■ **WRITTEN INSTRUCTION 1**: List every line in the listing below that contains the string "rusty". Case counts.
☆ ☆ ☆ ☆ ☆ ☆ ☆
# ONR ==> B&Q Tile sponge



## Black Widow (Apr 6, 2009)

I read good things at DW about the B&Q Tile sponge. Since I do not live in the UK, I wonder if the average Tile sponge at the DIY is as good.

The one of €2.25 ==> http://www.voordeelmuis.nl/cgi-bin/v.cgi?a=w&w=157&q=hydro spons ????


----------



## HebdenDave (Mar 7, 2011)

Black Widow said:


> I read good things at DW about the B&Q Tile sponge. Since I do not live in the UK, I wonder if the average Tile sponge at the DIY is as good.
> 
> The one of €2.25 ==> http://www.voordeelmuis.nl/cgi-bin/v.cgi?a=w&w=157&q=hydro spons ????


Looks good - not sure on the Dutch for "grout" (the stuff between the tiles) but that's the one you want 

Dave


----------



## Lowiepete (Mar 29, 2009)

Black Widow said:


> I wonder if the average Tile sponge at the DIY is as good.


As long as it's not made of quite hard cellulose and will soften well when loaded
with liquid, then you should be fine. If you can almost squeeze it flat between
thumb and forefinger, it should be soft enough and have sufficient air space
within it for a good capilliary action.
☆ ☆ ☆ ☆ ☆ ☆ ☆
■ **WRITTEN INSTRUCTION 2**: In the thread about the tile sponge, what test does Lowiepete give for whether a sponge is soft enough?

■ **DATA LINES**:
☆ ☆ ☆ ☆ ☆ ☆ ☆
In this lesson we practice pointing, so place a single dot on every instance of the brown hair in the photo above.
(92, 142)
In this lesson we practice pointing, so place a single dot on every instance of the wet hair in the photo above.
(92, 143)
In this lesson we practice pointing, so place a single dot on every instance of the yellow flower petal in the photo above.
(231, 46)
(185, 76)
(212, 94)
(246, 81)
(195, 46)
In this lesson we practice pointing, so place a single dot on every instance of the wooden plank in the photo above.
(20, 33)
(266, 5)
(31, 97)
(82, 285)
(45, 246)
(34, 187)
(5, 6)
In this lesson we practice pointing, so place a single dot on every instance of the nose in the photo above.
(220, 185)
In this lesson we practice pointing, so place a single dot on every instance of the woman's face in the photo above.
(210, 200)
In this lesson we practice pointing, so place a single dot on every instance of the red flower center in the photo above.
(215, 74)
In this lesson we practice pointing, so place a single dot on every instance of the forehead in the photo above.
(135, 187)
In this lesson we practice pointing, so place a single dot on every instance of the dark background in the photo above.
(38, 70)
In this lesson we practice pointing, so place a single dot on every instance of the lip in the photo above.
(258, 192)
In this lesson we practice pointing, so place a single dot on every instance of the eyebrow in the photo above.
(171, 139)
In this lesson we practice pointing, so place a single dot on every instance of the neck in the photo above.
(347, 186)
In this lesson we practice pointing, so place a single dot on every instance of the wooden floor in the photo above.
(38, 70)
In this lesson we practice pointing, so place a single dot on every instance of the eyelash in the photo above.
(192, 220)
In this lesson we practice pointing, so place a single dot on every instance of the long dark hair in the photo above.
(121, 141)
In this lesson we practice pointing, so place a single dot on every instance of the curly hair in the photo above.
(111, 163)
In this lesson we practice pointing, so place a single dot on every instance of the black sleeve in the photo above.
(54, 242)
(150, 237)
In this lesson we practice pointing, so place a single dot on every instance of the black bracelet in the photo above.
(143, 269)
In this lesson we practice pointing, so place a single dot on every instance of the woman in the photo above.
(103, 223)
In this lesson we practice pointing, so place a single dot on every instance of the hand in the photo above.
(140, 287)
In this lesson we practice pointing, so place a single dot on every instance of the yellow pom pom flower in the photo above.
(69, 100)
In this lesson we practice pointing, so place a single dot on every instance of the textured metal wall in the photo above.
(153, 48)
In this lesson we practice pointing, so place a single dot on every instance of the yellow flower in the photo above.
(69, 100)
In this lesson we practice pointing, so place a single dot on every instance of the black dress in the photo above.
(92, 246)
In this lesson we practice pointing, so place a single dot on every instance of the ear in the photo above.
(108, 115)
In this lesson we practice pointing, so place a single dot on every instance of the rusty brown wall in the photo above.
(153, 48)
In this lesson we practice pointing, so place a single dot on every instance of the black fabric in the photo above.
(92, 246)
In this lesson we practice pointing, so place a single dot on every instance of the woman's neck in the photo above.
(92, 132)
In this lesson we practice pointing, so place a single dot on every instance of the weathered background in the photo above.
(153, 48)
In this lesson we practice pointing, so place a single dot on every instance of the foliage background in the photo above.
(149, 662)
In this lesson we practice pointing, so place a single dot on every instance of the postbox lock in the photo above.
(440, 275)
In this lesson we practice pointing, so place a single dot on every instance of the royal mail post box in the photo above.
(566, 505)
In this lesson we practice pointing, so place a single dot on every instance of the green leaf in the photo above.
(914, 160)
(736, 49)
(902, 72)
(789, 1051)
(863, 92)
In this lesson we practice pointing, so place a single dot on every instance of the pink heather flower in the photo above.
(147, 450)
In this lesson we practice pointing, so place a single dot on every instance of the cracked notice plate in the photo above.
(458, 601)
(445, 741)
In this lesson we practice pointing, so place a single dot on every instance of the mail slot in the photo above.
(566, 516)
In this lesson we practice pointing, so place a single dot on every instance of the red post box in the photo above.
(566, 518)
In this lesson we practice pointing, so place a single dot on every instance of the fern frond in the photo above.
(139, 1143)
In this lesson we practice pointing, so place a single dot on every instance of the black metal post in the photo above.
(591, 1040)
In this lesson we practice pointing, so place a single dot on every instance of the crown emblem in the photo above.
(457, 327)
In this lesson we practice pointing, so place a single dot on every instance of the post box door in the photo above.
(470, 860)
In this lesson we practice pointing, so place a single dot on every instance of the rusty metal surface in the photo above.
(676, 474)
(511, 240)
☆ ☆ ☆ ☆ ☆ ☆ ☆
■ **CORRECT RESULT 1**:
In this lesson we practice pointing, so place a single dot on every instance of the rusty brown wall in the photo above.
In this lesson we practice pointing, so place a single dot on every instance of the rusty metal surface in the photo above.

■ **CORRECT RESULT 2**: You should be able to almost squeeze it flat between thumb and forefinger.